*Page excerpt*.
------------------------------------

Joanne Cole (6 June 1934 – 7 August 1985) was a British artist and illustrator. She most notably produced numerous children's books in the 1960s through to the 1980s. She also created artwork and puppets for British TV children's programmes.
Together with husband  Michael Cole they created Bod.

Bod originally appeared as four books, published in the UK by Methuen in 1965 and later released in France and the United States. 
The Coles collaborated on other children books including Wet Albert (1967) about a boy followed around by a rain cloud with crayon drawings by Cole and  a series of four  Kate and Sam books (1971) about the over-imaginative ideas of a young brother and sister.
She also illustrated seven Jill Tomlinson books,  including The Owl Who Was Afraid of the Dark (1973).

In 1972 the Coles created the children's BBC TV show  Fingerbobs, starring  Rick Jones and the finger-puppet adventures of a paper mouse and his friends, made by Cole. 
In 1973 Cole created puppets and artwork for BBC children's programme Ragtime, which won a Society of Film and Television Award (later known as a BAFTA) in 1973 for Best Children's Programme  and was followed by a second series.
In 1975 the original Bod books were developed into a BBC children's show.  The Bod stories were made into 5 minute films animated by Alan Rogers, based on Cole's original drawings, narrated by John Le Mesurier and with music by Derek Griffiths. The rest of the programme, narrated by Maggie Henderson, was made up of Cole's illustrations with games such as Bod snap, songs and stories of Alberto Frog and his Amazing Animal Band.
Bod was broadcast on BBC until 1984. It was also shown in Australia, New Zealand, the Netherlands, Sweden, Finland, Norway, Poland and Israel. In the United States, Bod aired on Nickelodeon as part of the Pinwheel program.
The series of 13 episodes included nine new Bod adventures which were published as books in 1977 and illustrated by Cole.

In 1982 Cole co- wrote with her husband the BBC children's programme Gran. These tales of a most surprising grandmother, which were later developed into books illustrated by Cole, were animated by Ivor Wood  and narrated by Patricia Hayes.

She also provided artwork regularly for ITV's  Rainbow and BBC's Play School.

------------------------------------

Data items
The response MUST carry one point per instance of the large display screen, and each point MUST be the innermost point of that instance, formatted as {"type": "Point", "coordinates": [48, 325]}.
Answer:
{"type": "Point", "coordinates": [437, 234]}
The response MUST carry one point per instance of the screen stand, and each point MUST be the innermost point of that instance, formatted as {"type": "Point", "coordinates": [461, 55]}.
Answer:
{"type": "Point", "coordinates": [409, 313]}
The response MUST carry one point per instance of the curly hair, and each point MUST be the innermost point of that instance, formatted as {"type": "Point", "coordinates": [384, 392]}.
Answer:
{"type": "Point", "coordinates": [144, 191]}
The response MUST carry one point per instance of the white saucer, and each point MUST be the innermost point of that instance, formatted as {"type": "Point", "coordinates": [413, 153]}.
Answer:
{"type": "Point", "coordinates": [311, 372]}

------------------------------------

*Things to do*.
**A)** In the Joanne Cole biography, who animated the Gran tales?
**B)** Reproduce the stretch of the Joanne Cole biography from "In 1972 the" through "Amazing Animal Band.".
**C)** List every person the Joanne Cole biography names as a narrator.

*Results in order*.
**A)** Ivor Wood

**B)**
In 1972 the Coles created the children's BBC TV show  Fingerbobs, starring  Rick Jones and the finger-puppet adventures of a paper mouse and his friends, made by Cole. 
In 1973 Cole created puppets and artwork for BBC children's programme Ragtime, which won a Society of Film and Television Award (later known as a BAFTA) in 1973 for Best Children's Programme  and was followed by a second series.
In 1975 the original Bod books were developed into a BBC children's show.  The Bod stories were made into 5 minute films animated by Alan Rogers, based on Cole's original drawings, narrated by John Le Mesurier and with music by Derek Griffiths. The rest of the programme, narrated by Maggie Henderson, was made up of Cole's illustrations with games such as Bod snap, songs and stories of Alberto Frog and his Amazing Animal Band.

**C)** John Le Mesurier, Maggie Henderson, Patricia Hayes